Why do some file read operations trigger no access to the underlying block device?
Most operating systems maintain a file system cache (buffer cache, page cache) which caches the content of the underlying block device. If operations hit the cache, they usually do not cause any block device access.
When writing a single block in a RAID 3, do all disks in the array need to be accessed?
Yes, due to byte interleaving: Each block is spread over all disks in the RAID, so all disks hold a part of the requested block.
The relative path ../../asdf/./jkl is accessed from within the directory /a/b/c/. Give the absolute path, without any unnecessary elements.
/a/asdf/jkl
Explain the difference between shared file locks and exclusive file locks.
Exclusive file locks can only be acquired by one reader.
Shared file locks can be acquired by multiple readers (or one writer).
On conventional hard disks, what impact on performance can placing very commonly required data (e.g., inode tables) on the center cylinders of the disk have (as opposed to placing the data on inner or outer cylinders)?
The average seek time is reduced: The seek time depends on the distance traveled by the head. This distance is short because the center cylinders are
on average closer to all other cylinders of the disk than e.g. the inner or outer cylinders.
What is spooling?
Spooling means that the system holds back output for a device while that device is busy executing another request. Spooling is necessary for devices which can only serve one request at a time (e.g., a printer).
Which problem can be caused by DMA during page replacement, and how can this situation be prevented?

# CHALLENGES
**1)** In the operating systems Q&A, which devices require spooling?
**2)** In the operating systems Q&A, set down the passage that starts with the words "The average seek" and stops after "(e.g., a printer).".

# LISTING
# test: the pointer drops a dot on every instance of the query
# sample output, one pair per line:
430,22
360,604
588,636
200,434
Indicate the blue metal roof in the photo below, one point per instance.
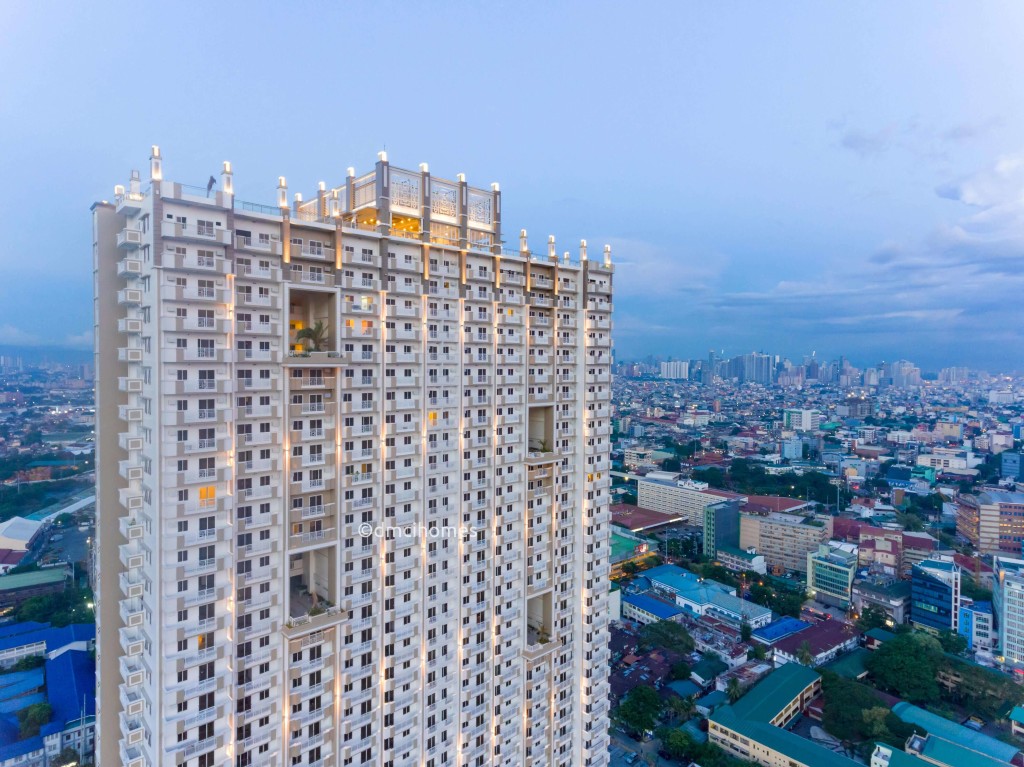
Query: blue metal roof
54,638
71,680
654,606
780,629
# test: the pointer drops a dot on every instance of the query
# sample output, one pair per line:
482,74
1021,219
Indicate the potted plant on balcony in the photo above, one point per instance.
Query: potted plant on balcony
316,335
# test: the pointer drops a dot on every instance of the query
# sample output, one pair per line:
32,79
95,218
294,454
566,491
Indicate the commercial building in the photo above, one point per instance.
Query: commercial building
797,419
1008,604
829,576
634,458
886,592
754,727
1011,466
721,526
666,493
67,685
992,520
645,608
678,370
817,644
784,540
935,595
352,469
741,559
976,625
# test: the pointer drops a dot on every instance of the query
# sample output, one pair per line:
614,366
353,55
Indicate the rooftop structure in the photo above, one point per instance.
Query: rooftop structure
353,466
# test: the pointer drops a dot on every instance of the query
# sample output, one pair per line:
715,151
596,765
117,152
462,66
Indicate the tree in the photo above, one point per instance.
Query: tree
805,656
952,642
679,708
639,710
667,635
908,666
66,758
31,718
678,743
873,616
680,671
317,335
733,689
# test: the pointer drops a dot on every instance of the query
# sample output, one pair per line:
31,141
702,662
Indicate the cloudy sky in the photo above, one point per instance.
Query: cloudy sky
786,177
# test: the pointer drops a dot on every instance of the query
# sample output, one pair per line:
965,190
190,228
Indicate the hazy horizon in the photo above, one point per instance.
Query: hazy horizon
841,178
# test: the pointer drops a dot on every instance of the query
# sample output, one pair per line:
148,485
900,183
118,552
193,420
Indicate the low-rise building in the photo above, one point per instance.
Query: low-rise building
645,608
886,592
820,643
754,727
784,540
741,560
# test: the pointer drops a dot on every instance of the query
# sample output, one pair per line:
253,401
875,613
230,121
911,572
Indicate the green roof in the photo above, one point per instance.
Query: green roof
794,747
768,697
901,758
880,635
622,546
34,578
850,666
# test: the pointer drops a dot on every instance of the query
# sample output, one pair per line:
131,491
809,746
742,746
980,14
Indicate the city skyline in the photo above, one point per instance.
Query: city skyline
879,212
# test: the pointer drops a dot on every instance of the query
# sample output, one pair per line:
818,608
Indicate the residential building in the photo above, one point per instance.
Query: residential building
797,419
935,595
992,520
676,370
645,608
666,493
721,526
741,559
784,540
1011,466
976,625
634,458
829,576
821,642
352,468
1008,604
887,592
67,685
30,639
754,727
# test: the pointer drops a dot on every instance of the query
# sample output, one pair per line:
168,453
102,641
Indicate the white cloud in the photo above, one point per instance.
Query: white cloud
16,337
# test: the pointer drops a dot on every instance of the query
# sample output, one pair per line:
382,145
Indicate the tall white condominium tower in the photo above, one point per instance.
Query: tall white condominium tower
353,479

# TASK RESPONSES
**1)** Devices that can serve only one request at a time, such as a printer.

**2)**
The average seek time is reduced: The seek time depends on the distance traveled by the head. This distance is short because the center cylinders are
on average closer to all other cylinders of the disk than e.g. the inner or outer cylinders.
What is spooling?
Spooling means that the system holds back output for a device while that device is busy executing another request. Spooling is necessary for devices which can only serve one request at a time (e.g., a printer).